Problem: Extend the agreement between the Note A Holder and the Note B Holder below, picking up right after its final sentence in the same contractual style.

Source document:
-*-*-
The Note A Holder shall not be obligated to make any payment hereunder to the Note B Holder in respect of Note B or otherwise until
such Note B Holder shall have furnished to the Note A Holder the requested forms, certificates, statements or documents.

 

Section 33.    
Custody of Mortgage Loan Documents. The originals of all of the Mortgage Loan Documents (other than Note B) will
be held by the Note A Holder (or a custodian acting on behalf of the Note A Holder) who shall act as secured party under the Mortgage
Loan Documents on behalf of the registered holders of the Notes. Notwithstanding anything to the contrary in this Agreement, upon
the Note A Securitization, the originals of all of the Mortgage Loan Documents shall be held by the Custodian (as defined in the
Servicing Agreement).

 

Section 34.    
Notices. All notices required hereunder shall be given by (i) writing and personally delivered, (ii) sent by facsimile
transmission (during business hours) if a party has provided a facsimile number, (iii) reputable overnight delivery service (charges
prepaid), (iv) sent by electronic mail containing language requesting the recipient to confirm receipt thereof if a party has provided
an electronic mail address and only if such electronic mail is promptly followed by a written notice or (iv) certified United States
mail, postage prepaid return receipt requested, and addressed to the respective parties at their addresses set forth on

 

    46 

     

    

 

Exhibit
B hereto, or at such other address as any party shall hereafter inform the other party by written notice given as aforesaid.
All written notices so given shall be deemed effective upon receipt.

 

All notices and reports
(including, without limitation, Asset Status Reports) required to be delivered hereunder by the Note A Holder (or any Servicer
on its behalf) to the Controlling Noteholder (or its Controlling Noteholder Representative), or by the Controlling Noteholder (or
its Controlling Noteholder Representative) to the Note A Holder (or any Servicer on its behalf), shall also be delivered by the
applicable party to the other Noteholder (including to the Note B Holder during the continuance of a Control Appraisal Period).
-*-*-
Data:
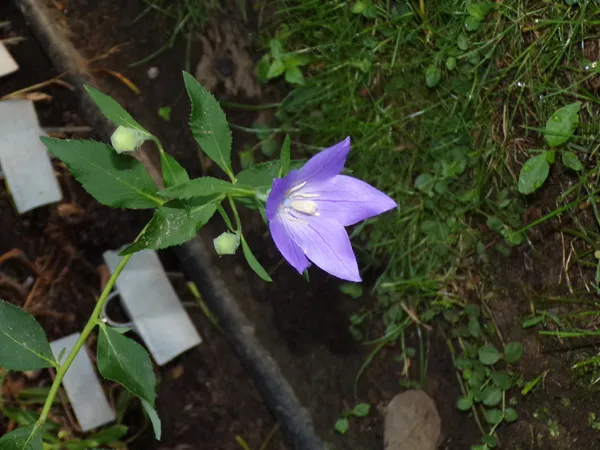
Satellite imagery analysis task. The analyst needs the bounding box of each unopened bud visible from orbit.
[213,231,240,256]
[110,125,149,153]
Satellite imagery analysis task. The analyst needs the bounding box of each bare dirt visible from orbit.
-*-*-
Reply:
 

Section 35.     Broker. Each Noteholder represents to each other Noteholder that no broker was responsible for bringing about this
transaction.

 

Section 36.     Certain Matters Affecting the Agent.

 

(a)         The Noteholders hereby appoint the Agent to act on their behalf, and the Agent shall act on behalf of the Noteholders;

 

(b)        The Agent may request and/or rely upon and shall be protected in acting or refraining from acting upon any officer’s
certificate or assignment and assumption agreement delivered to the Agent pursuant to Section 20;

 

(c)         The Agent may consult with counsel and any opinion of counsel shall be full and complete authorization and protection in
respect of any action taken or suffered or omitted by it hereunder in good faith and in accordance with such opinion of counsel;

 

(d)         The Agent shall be under no obligation to institute, conduct or defend any litigation hereunder or in relation hereto at
the request, order or direction of any of the Noteholders pursuant to the provisions of this Agreement, unless it has received
indemnity reasonably satisfactory to it;

 

(e)         The Agent or any of its directors, officers, employees, Affiliates, agents or “control” persons within the meaning
of the Act, shall not be personally liable for any action taken, suffered or omitted by it in good faith and reasonably believed
by the Agent to be authorized or within the discretion or rights or powers conferred upon it by this Agreement;

 

(f)        
The Agent shall not be bound to make any investigation into the facts or matters stated in any officer’s certificate
or assignment and assumption agreement delivered to the Agent pursuant to Section 20; and

 

(g)       
The Agent may execute any of the powers hereunder or perform any duties hereunder either directly or by or through agents
or attorneys but shall not be relieved of its obligations hereunder.

 

Section 37.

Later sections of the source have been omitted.